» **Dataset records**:

********************

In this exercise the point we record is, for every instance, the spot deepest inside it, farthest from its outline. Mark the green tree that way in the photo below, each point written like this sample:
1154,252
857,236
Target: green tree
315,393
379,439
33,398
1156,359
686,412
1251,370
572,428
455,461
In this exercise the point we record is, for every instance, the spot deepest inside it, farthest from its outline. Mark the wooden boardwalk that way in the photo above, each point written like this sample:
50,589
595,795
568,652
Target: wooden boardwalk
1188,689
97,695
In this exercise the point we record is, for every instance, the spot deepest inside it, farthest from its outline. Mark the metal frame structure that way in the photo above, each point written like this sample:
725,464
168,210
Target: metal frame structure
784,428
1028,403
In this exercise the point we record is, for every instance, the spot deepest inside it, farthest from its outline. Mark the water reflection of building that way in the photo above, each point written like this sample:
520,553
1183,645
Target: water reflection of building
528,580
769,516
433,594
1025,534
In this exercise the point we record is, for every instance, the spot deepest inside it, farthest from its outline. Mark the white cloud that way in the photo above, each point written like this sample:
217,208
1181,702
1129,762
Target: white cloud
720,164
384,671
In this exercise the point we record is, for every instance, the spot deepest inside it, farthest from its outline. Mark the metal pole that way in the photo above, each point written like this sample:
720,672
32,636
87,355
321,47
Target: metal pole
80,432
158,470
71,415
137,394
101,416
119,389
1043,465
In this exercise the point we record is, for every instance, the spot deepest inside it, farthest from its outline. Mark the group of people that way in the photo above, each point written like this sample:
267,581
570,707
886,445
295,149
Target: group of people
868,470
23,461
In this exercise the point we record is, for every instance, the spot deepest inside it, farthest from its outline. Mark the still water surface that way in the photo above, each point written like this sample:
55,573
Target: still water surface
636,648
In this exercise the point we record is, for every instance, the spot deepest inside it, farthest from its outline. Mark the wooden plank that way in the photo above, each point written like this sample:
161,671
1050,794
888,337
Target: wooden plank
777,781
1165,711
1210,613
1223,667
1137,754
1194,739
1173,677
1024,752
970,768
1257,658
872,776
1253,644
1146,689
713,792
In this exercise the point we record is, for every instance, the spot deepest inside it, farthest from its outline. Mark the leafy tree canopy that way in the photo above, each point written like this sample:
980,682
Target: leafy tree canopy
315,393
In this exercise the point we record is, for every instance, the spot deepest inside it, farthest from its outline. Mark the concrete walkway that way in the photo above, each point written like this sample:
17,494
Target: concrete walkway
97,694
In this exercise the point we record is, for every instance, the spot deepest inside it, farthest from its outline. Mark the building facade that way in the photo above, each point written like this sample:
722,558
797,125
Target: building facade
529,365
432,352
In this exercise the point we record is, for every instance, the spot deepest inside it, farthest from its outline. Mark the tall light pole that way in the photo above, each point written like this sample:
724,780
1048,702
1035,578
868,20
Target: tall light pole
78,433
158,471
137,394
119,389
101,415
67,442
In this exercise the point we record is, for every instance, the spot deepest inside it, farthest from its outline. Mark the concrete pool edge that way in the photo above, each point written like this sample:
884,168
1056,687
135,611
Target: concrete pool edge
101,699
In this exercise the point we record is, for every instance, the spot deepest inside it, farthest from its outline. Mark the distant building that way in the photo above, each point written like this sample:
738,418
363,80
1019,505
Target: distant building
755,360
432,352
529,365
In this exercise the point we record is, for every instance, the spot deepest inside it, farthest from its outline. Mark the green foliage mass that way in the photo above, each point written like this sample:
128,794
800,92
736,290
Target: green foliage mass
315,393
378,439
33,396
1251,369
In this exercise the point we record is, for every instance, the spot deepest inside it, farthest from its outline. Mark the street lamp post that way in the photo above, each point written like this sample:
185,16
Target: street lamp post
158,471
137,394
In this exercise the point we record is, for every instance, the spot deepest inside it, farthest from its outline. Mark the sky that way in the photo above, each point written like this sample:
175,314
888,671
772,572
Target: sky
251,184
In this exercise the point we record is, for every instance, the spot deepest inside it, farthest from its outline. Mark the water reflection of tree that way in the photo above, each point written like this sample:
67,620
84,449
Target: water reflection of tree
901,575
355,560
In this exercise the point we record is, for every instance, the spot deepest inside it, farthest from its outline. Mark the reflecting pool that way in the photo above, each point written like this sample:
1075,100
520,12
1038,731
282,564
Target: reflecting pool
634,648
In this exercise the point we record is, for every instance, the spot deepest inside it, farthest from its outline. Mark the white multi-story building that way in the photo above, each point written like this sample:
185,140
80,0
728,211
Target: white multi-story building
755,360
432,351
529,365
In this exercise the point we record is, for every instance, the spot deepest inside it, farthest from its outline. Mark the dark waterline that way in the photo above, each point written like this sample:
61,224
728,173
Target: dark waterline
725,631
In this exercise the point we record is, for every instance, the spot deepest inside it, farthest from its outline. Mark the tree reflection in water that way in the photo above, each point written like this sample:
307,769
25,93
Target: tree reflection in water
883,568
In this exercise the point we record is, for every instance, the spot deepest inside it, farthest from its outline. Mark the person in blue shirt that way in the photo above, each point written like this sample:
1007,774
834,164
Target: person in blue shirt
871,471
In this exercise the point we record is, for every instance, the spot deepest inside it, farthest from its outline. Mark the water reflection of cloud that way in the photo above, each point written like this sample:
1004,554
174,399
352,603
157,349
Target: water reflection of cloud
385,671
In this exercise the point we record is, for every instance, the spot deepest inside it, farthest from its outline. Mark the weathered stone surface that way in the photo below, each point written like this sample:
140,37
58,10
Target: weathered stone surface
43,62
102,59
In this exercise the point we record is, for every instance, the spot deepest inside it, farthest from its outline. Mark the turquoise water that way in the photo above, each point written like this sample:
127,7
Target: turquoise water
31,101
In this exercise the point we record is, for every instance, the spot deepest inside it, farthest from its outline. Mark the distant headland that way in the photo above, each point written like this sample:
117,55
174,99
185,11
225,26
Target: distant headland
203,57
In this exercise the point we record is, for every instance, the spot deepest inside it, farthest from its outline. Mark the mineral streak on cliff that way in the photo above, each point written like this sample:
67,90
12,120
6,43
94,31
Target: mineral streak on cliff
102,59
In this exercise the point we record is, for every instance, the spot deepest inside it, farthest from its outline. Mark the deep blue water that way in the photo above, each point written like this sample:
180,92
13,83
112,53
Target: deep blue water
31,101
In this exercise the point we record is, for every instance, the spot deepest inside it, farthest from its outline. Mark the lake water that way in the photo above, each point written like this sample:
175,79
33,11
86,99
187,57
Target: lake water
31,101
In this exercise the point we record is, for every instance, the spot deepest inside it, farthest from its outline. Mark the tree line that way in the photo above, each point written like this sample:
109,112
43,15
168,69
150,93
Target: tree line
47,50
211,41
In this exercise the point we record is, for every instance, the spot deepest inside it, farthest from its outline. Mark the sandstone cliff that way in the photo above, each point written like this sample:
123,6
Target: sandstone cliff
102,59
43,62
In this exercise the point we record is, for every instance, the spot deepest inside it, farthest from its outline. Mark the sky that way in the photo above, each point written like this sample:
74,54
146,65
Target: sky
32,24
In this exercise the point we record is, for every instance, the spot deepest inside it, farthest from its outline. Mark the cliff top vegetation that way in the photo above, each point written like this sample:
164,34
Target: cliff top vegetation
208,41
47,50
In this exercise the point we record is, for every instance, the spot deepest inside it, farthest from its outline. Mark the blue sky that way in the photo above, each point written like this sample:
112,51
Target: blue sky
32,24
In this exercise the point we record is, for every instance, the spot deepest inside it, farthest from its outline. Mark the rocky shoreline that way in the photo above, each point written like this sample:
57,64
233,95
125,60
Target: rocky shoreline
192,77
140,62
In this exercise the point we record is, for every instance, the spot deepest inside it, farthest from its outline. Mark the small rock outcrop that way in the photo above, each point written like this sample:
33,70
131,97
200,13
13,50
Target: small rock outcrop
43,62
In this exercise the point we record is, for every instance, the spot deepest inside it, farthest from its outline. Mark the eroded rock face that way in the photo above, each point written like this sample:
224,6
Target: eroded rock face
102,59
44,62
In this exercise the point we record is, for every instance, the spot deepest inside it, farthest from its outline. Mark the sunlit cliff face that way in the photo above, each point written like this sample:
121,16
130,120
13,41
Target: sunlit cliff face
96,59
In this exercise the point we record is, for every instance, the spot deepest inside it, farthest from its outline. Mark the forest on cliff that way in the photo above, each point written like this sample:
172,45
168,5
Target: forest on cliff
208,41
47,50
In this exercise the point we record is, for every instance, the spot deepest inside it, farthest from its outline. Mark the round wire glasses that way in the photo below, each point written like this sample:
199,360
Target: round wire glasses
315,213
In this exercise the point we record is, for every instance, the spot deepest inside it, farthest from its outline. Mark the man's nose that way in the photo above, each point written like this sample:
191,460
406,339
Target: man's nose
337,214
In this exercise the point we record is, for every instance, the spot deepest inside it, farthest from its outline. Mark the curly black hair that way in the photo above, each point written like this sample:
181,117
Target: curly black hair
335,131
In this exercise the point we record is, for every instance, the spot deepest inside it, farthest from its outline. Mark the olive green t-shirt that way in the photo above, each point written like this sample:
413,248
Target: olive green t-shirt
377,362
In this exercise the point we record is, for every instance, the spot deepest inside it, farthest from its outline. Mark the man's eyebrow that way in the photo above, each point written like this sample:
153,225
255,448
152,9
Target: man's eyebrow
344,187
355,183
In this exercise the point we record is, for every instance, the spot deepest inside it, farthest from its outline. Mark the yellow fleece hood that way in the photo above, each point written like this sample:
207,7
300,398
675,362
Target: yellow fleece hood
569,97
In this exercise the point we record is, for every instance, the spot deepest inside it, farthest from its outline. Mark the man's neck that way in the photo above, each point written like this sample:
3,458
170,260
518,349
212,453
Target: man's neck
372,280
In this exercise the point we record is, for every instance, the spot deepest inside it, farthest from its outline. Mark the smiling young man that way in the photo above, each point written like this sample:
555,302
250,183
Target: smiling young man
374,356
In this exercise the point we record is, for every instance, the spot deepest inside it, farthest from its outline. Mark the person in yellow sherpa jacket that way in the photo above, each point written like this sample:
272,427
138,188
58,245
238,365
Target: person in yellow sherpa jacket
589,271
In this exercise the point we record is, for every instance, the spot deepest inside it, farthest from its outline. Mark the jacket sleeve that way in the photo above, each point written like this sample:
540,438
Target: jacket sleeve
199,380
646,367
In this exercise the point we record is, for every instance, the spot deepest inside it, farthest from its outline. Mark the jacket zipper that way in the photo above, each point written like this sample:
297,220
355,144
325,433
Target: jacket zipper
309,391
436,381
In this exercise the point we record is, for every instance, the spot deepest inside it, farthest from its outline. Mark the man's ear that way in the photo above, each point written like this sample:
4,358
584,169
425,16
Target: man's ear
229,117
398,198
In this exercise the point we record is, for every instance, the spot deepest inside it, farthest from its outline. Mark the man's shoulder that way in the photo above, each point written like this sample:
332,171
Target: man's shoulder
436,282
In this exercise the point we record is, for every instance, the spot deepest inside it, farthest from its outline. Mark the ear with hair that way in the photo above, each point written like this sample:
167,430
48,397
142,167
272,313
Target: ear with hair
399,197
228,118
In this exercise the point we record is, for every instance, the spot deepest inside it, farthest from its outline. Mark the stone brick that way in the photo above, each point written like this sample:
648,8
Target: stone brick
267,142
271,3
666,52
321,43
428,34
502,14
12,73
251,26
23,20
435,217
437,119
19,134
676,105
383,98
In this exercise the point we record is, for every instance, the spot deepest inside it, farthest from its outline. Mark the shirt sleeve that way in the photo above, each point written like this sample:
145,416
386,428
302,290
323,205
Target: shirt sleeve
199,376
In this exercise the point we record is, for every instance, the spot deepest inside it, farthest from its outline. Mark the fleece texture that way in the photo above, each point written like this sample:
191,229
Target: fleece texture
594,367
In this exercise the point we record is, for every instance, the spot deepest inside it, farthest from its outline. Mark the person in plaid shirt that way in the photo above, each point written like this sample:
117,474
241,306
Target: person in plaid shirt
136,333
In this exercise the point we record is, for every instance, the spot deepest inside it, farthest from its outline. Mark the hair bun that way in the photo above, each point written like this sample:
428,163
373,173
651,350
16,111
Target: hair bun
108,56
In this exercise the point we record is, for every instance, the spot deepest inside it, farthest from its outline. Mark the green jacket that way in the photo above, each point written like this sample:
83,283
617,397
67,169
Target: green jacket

********************

» **Activity**: Count of lines with "below": please work it out for the entries above and give the number by itself.

» **Result of this task**: 3